TEXT PASSAGE below:

My Summer (Kind of) Vacation

My wife and I took a long-overdue vacation to Los Angeles, our home away from home away from home. We missed our friends and our all the classic Los Angeles experiences, like the 405 and Poquito Mas. However, we didn’t quite stay true to the vacation concept, instead cleverly scheduling our trip around work-based commitments.

After all, vacations feel like a trick. Avoid all the responsibilities of adulthood? Waste your days away with nothing but aggressive eating and lollygagging? No thank you. All that fantasy free-time turns into headaches when you get back home and to reality, where life continued on without you, nothing fell apart, and everyone is replaceable.

I had to take steps to hang onto that corporate tether. While my wife’s programming class was heading into something called “finals” week, I signed up to meet up with some of my company’s West Coast partners.

I’ve always enjoyed stacking my time. I feel like I’m not just making an accomplishment, but a super-accomplishment. Efficiency plays a huge role in my life as an unhealthy, yet completely satisfying virtue. And, we all know that the word that comes to the minds of pretty much everyone when they hear vacation? It’s efficiency!

As we walked to the taxi in our driveway, I thought to myself, wow, exactly 5:30am! A perfect start to a perfect adventure. Then we arrived at the airport, got some coffee, and awaited the fun that no doubt came soon.

As they called the boarding zones, I suddenly felt awful. Not from the fear of leaving my comfortable routine behind. Not from the crushing pressure of making it the perfect vacation. Not from the sudden reality of trapping myself in a middle seat on a plane full of coughing sweat bags and hell babies. No, this misery came from good, old-fashioned stomach infection.

End of TEXT PASSAGE.

EXERCISE INSTRUCTIONS>
• a. In the vacation essay, what time was it when the writer and his wife walked to the taxi in their driveway?
• b. Carry on the essay about the Los Angeles vacation from the point where it stops.

DATA below:

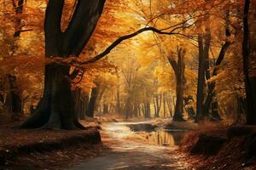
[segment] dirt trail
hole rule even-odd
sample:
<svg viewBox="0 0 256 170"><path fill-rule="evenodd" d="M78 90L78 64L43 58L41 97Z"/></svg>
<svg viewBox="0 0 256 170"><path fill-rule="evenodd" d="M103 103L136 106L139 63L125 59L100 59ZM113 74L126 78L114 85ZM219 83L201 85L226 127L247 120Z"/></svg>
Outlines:
<svg viewBox="0 0 256 170"><path fill-rule="evenodd" d="M174 151L176 146L148 144L141 134L131 131L125 123L104 123L102 127L102 142L111 150L72 170L189 169L183 158Z"/></svg>

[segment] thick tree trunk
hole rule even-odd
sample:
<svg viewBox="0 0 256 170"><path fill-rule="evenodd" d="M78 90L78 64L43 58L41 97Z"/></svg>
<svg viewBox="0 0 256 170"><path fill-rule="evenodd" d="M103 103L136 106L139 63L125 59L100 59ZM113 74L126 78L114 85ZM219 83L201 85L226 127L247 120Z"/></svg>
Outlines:
<svg viewBox="0 0 256 170"><path fill-rule="evenodd" d="M44 96L33 115L20 128L55 129L81 128L74 115L68 76L68 65L57 63L46 65Z"/></svg>
<svg viewBox="0 0 256 170"><path fill-rule="evenodd" d="M61 29L64 0L49 0L44 20L45 57L79 56L102 13L105 0L78 0L67 30ZM84 128L76 119L69 65L45 65L44 92L33 115L21 128Z"/></svg>
<svg viewBox="0 0 256 170"><path fill-rule="evenodd" d="M182 48L177 48L177 62L174 60L169 59L169 62L175 72L176 76L176 105L173 116L173 121L175 122L183 122L183 93L185 88L185 64L184 64L184 55L185 51Z"/></svg>

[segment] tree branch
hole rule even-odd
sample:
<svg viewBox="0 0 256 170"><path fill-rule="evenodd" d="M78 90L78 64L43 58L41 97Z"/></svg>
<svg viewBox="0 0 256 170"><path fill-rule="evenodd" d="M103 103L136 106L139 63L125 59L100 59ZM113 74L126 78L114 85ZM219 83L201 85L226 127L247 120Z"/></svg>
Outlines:
<svg viewBox="0 0 256 170"><path fill-rule="evenodd" d="M161 35L180 35L180 36L183 36L183 37L186 37L188 38L193 39L193 37L190 37L190 36L187 36L187 35L178 33L178 32L174 32L174 30L176 30L176 29L173 29L173 30L172 30L168 32L167 31L163 31L163 30L166 30L166 29L159 30L159 29L156 29L154 27L151 27L151 26L142 28L142 29L137 31L134 33L128 34L128 35L119 37L110 46L108 46L102 53L101 53L98 55L96 55L95 57L90 59L89 60L82 61L82 62L73 60L72 63L73 63L73 65L74 65L74 64L77 65L77 66L81 66L82 65L88 65L88 64L96 62L96 61L100 60L101 59L102 59L107 54L108 54L116 46L118 46L123 41L125 41L126 39L130 39L133 37L136 37L136 36L137 36L137 35L139 35L139 34L141 34L144 31L151 31L153 32L156 32L156 33L161 34Z"/></svg>

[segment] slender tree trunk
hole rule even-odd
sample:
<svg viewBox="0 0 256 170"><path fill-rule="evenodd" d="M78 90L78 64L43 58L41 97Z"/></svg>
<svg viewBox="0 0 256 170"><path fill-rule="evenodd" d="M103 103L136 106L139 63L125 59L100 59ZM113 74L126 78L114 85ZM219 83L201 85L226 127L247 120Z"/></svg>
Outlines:
<svg viewBox="0 0 256 170"><path fill-rule="evenodd" d="M86 111L86 115L89 117L94 116L94 111L96 106L96 100L99 95L99 87L95 87L91 89L90 98L89 101L88 110Z"/></svg>
<svg viewBox="0 0 256 170"><path fill-rule="evenodd" d="M244 15L243 15L243 42L242 42L242 56L243 56L243 71L245 75L245 86L246 86L246 122L248 125L256 124L256 77L251 76L249 73L250 63L250 47L249 47L249 8L250 0L245 0Z"/></svg>
<svg viewBox="0 0 256 170"><path fill-rule="evenodd" d="M169 62L176 75L176 105L173 116L173 121L183 122L183 92L185 88L185 77L184 77L184 55L185 51L182 48L177 48L177 62L169 59Z"/></svg>
<svg viewBox="0 0 256 170"><path fill-rule="evenodd" d="M198 80L197 80L197 95L196 95L196 120L203 119L202 105L204 101L204 86L205 86L205 57L203 38L201 35L198 36Z"/></svg>

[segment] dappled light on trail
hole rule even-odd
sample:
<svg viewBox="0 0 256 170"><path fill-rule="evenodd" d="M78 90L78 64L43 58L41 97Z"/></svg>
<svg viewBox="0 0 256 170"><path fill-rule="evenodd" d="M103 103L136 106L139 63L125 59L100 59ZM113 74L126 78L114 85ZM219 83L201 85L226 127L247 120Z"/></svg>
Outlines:
<svg viewBox="0 0 256 170"><path fill-rule="evenodd" d="M133 132L129 125L142 122L106 122L101 133L102 142L111 150L82 163L73 170L87 169L189 169L177 154L175 139L163 130Z"/></svg>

End of DATA.

RESPONSES PER TASK>
• a. It was exactly 5:30am.

• b.
Even though I managed to ride it out from the confines of seat 34B, my illness worsened throughout the day. By the end of the first day of vacation, I paid a visit to the local urgent care center to make sure I would not need to put my affairs in order just yet. I soon discovered they would not take my insurance when they immediately flipped me upside down and shook me to empty my pockets. Thus began our tour of the urgent care centers of the San Fernando Valley, in an effort to find a doctor that accepted insurance from a fly-over state.

It was starting to get late, and all the urgent care centers were pulling down their shades and locking the doors as we sprinted towards them. We decided to accept defeat, and turned our sights on the dreaded emergency room. Since this place was part of the famous LA-based Cedars-Sinai chain of hospitals, I expected star-level service. I even imagined someone like George Clooney and Anthony Edwards dramatically rushing in to throw me on a stretcher and save my life, which obviously would never happen, because they work at a hospital in Chicago. Instead, the best the hospital could do was assign me a doctor that loosely resembled Stanley Tucci.

They took my blood and didn’t even leave a tip! After all that, it turns out my 24-hour infection would soon fade away, and all I would get out of it was a luxury-sized copay.

The next day, I took a nice leisurely trip to the local coffee shop for some New Orleans style coffee and some writing, recalibrating myself into a vacation brain space. That is, until I realized I had better confirm my upcoming meetings and jump on that conference call with the tech team in New Jersey.

I spent the rest of the vacation zig-zagging like the Road Runner through West LA, Orange County, and back into downtown LA, and then all the way up to San Jose and Silicon Valley, giving me the true California Highway experience, with several productive work meetings along the way.

Not all was lost though in the vacation category, spending a few hours with some fabulous friends, and indulging ourselves with ice-blended coffees, tacos, sushi, and the transcendent pleasures of honey lavender ice cream.

When we returned home, we were happy to see our chows Basie and Steffi again and get back into our normal routine. But, our dogs didn’t seem overly excited to see us from the kennel. In fact their report cards made it clear they enjoyed their stay with the delightful staff at the Morton Grove Animal Hospital.

Message received, Basie. Everyone is replaceable.